**QUOTED TEXT**:
****************
A Class B DWI usually happens to people who never expected to be charged with anything. One stop, one night, and suddenly there’s a court date, a record to worry about, and a lot of questions no one prepared you for.
What makes it harder is how routine the state treats it. To the prosecutor, it’s one case among hundreds, but the suspension, the fines, and the mark on your record are entirely yours to carry.
Attorney RJ Harber has spent years prosecuting these exact cases in Dallas, which means he knows how the state builds them and where they break down. That experience now works for you, not against you. If you’ve been charged with a Class B DWI, contact us for a free consultation today.
Class B DWI as a First Offense
A first DWI is usually a Class B misdemeanor, but a first offense does not automatically stay at that level. Certain facts present at the time of the arrest can raise the charge even when you have no prior record.
Two raise it most often. If a breath or blood test shows an alcohol concentration of 0.15 or more, the offense becomes a Class A misdemeanor. If a child younger than 15 is in the vehicle, it becomes a felony under a separate section of the Penal Code. A prior intoxication conviction also elevates the charge under Penal Code §49.09.
So a first case turns on more than whether you were intoxicated. It also turns on whether anything about the stop or the test moved the charge off the Class B track.
Penalties for a Class B DWI in Texas
Jail Time and Fines
A Class B misdemeanor carries up to 180 days in county jail and a fine of up to $2,000 under Penal Code §12.22. The DWI statute also sets a minimum term of confinement of 72 hours for the offense.
****************
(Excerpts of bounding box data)
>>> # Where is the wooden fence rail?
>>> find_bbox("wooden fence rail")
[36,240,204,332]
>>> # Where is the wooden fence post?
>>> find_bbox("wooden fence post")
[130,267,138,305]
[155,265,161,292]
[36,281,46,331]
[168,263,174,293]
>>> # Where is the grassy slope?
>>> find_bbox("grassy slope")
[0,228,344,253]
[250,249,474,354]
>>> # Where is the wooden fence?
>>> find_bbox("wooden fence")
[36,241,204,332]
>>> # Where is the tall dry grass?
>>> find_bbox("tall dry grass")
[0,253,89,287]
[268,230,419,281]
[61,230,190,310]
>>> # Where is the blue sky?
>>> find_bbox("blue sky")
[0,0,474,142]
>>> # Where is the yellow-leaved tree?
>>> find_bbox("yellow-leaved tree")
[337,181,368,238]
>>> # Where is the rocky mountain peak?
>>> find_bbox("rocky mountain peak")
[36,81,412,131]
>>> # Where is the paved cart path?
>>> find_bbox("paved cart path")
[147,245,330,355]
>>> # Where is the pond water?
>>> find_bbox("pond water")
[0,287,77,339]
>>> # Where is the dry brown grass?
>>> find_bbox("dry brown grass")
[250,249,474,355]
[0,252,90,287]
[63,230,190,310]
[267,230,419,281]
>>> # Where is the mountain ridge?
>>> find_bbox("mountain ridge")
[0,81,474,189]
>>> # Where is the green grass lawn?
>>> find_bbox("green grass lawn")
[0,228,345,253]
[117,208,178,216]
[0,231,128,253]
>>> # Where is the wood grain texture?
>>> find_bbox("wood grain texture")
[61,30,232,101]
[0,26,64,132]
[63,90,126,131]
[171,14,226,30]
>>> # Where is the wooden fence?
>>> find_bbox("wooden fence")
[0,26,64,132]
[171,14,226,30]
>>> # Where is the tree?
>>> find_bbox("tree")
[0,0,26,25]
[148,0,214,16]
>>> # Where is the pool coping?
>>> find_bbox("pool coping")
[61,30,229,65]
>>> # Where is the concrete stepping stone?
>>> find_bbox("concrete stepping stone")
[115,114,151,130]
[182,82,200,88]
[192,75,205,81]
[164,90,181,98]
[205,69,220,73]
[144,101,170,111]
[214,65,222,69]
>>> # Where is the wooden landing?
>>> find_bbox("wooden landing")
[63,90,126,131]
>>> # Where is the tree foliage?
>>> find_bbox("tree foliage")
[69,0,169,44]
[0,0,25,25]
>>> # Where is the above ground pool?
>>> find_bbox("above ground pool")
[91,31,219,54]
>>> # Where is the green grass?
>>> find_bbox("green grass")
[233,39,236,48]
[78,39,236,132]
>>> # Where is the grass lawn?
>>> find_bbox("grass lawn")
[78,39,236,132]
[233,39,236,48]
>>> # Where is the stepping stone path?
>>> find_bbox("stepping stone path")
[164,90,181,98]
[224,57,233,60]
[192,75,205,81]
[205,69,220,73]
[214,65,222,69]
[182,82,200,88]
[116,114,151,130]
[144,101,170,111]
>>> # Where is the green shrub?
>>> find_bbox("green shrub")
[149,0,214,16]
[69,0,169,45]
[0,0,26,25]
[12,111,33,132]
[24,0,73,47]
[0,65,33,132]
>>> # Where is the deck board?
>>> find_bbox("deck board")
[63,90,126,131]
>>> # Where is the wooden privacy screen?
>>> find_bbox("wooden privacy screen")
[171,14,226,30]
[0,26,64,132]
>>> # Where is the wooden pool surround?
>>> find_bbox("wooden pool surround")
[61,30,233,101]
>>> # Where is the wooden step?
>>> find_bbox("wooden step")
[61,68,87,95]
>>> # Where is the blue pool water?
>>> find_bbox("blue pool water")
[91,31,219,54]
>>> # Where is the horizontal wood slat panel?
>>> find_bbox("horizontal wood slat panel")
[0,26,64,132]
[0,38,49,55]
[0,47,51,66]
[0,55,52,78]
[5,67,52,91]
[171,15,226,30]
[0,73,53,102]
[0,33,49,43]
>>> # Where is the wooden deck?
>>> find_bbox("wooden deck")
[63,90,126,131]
****************
**REQUIRED TASKS**:
**a)** From the Class B DWI page, list every circumstance it says can raise a first DWI charge above a Class B misdemeanor, along with what each one raises it to or the statute that applies.
**b)** Carry the Class B DWI page on from its last sentence.

**EXERCISE RESULTS**:
**a)**
- A breath or blood test showing an alcohol concentration of 0.15 or more makes the offense a Class A misdemeanor.
- A child younger than 15 in the vehicle makes it a felony under a separate section of the Penal Code.
- A prior intoxication conviction elevates the charge under Penal Code §49.09.

**b)**
Many first-offense cases resolve through community supervision rather than time in custody, often with conditions like a fine, classes, and regular reporting. The statutory exposure still stands behind the case, even for those that end in probation.
Open Container and the Six-Day Minimum
An open container of alcohol in your immediate possession at the time of the offense raises the minimum term of confinement from 72 hours to six days. It raises the jail time minimum while leaving the offense a Class B misdemeanor. The class of the charge does not change; the mandatory minimum does.
Driver’s License Suspension After a Class B DWI Arrest
Your driver’s license can be suspended through a civil process that runs separately from the criminal charge. This is the Administrative License Revocation, or ALR, and the Department of Public Safety can impose it whether or not the DWI ever ends in a conviction.
Two things trigger it. If you took a breath or blood test and the result was 0.08 or more, a first suspension runs 90 days for a driver with no alcohol-related contact in the past 10 years. If you refused the test, the suspension runs 180 days. The arrest notice itself serves as a temporary driving permit, and the suspension takes effect on the 40th day after you receive it.
There is a short deadline attached. You have 15 days from that notice to request an ALR hearing. Miss it, and the suspension goes through on its own. Request it in time, and the suspension is put on hold until a judge rules, which also gives your attorney an early look at how the stop and the testing were handled.
The Class B DWI Court Process
A Class B DWI is a misdemeanor, so the criminal case moves through county-level court rather than felony court. It starts with an arraignment, where the charge is read and a plea is entered, and then moves into a pretrial phase.
Most of the real work happens before any trial. This is where the defense reviews the offense reports, the video, the test results, and how the stop was conducted, and where pretrial motions and plea discussions take place. The criminal case and the ALR license case run on separate tracks at the same time, each with its own deadlines, so both need attention from the start.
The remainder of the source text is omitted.